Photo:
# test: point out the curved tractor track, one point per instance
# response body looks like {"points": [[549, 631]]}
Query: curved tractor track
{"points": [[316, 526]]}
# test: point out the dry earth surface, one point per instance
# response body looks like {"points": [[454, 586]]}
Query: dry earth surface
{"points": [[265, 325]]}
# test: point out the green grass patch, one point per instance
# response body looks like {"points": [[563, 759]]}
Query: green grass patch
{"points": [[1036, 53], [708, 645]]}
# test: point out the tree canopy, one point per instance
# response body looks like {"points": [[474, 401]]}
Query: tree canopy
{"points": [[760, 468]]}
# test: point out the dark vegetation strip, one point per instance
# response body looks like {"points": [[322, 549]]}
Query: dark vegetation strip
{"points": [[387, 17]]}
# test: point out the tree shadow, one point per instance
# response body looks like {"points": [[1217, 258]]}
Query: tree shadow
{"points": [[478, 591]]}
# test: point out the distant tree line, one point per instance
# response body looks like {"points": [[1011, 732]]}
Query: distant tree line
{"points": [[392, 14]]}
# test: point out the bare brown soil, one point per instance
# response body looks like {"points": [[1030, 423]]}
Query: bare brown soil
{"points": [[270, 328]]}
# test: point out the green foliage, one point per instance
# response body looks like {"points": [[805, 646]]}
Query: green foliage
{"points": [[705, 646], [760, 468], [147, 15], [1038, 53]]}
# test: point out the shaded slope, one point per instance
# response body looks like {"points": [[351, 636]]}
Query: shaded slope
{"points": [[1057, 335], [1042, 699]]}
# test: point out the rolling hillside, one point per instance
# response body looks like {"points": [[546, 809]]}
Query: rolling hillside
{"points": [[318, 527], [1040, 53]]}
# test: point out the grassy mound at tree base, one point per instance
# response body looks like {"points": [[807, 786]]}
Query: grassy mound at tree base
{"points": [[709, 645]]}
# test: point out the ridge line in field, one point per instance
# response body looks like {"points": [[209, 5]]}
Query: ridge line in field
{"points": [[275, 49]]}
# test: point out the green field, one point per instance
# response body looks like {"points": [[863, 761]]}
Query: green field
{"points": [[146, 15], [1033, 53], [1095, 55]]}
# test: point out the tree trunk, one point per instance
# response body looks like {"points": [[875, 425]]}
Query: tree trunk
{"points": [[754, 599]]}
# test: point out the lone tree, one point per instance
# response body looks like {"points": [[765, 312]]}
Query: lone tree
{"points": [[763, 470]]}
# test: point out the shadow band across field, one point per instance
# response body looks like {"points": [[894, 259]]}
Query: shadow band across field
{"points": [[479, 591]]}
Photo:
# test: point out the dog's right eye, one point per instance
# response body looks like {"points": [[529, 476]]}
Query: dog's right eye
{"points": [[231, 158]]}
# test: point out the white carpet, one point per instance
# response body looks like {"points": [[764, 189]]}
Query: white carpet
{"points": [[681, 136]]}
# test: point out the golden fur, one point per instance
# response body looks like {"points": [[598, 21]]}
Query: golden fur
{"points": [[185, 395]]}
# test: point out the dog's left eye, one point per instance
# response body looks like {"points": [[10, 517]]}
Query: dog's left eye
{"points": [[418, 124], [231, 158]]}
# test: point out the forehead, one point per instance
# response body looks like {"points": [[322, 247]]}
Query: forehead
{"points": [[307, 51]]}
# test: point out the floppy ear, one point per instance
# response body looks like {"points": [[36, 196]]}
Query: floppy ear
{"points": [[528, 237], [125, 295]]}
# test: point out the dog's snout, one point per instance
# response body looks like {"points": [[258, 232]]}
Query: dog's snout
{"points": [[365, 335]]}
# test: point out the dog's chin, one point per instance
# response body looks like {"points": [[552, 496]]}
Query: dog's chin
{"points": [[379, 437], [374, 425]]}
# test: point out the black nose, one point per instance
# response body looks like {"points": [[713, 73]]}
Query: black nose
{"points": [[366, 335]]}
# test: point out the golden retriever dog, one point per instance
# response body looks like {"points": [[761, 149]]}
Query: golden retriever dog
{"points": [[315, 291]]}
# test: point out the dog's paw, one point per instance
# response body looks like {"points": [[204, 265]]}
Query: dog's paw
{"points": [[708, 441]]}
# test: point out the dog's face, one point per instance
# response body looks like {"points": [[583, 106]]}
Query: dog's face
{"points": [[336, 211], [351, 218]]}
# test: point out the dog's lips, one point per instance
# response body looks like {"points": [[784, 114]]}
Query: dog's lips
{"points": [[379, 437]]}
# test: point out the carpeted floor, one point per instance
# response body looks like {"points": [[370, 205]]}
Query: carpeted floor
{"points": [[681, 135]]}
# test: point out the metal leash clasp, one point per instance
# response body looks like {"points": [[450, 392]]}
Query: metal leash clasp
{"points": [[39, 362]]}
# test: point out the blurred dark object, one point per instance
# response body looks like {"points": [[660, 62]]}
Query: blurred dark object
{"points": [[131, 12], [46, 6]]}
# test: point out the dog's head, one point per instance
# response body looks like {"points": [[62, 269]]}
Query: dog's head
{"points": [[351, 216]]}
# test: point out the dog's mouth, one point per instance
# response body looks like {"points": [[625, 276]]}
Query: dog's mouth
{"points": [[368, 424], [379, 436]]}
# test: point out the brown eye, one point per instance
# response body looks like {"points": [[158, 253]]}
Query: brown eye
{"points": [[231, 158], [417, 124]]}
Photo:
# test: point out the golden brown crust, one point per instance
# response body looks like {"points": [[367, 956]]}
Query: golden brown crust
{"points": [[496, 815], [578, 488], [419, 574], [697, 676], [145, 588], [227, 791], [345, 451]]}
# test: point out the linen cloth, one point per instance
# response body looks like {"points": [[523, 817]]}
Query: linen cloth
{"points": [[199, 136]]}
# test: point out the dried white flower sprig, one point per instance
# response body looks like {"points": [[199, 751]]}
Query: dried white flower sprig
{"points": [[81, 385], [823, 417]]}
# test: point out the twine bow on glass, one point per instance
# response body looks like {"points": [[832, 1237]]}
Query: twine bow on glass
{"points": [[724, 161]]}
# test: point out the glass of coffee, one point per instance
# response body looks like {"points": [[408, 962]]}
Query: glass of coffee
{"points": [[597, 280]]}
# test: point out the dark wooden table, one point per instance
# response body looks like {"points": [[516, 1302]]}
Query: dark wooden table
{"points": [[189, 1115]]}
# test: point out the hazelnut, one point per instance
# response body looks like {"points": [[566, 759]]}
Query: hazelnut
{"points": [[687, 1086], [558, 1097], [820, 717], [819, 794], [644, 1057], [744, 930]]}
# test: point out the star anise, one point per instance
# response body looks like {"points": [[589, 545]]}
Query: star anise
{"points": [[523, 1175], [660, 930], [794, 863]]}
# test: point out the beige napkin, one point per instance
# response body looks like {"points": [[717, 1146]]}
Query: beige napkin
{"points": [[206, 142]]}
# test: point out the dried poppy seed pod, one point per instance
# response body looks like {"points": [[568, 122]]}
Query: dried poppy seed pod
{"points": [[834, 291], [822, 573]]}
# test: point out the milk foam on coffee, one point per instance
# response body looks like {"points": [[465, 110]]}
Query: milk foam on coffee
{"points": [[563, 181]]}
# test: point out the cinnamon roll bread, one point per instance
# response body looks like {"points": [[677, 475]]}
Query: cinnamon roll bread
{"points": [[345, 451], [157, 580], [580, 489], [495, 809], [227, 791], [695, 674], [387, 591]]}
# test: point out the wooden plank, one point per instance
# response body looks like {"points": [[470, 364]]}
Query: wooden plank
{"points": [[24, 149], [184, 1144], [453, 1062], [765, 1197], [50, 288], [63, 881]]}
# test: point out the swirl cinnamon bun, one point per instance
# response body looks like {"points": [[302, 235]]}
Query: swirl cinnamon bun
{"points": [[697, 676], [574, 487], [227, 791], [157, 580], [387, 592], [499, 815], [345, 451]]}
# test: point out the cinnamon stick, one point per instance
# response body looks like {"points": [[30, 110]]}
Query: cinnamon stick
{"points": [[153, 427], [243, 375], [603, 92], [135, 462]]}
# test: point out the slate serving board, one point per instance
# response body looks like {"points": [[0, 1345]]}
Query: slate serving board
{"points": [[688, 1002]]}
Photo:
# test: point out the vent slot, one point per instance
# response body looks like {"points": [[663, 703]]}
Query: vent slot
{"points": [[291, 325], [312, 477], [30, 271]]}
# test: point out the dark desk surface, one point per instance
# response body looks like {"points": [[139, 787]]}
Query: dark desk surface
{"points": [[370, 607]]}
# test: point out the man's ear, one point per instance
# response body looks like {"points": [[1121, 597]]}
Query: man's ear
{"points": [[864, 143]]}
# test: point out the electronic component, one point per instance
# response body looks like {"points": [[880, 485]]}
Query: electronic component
++++++++++++++++++++
Copy out everything from the line containing "# test: point out the man's" down to the end of the material, exactly as it appears.

# test: point out the man's ear, one point per instance
# response body looks like {"points": [[1121, 597]]}
Query: man's ear
{"points": [[864, 143]]}
# test: point out the electronic component, one point per instance
# response body looks like {"points": [[880, 485]]}
Query: electronic component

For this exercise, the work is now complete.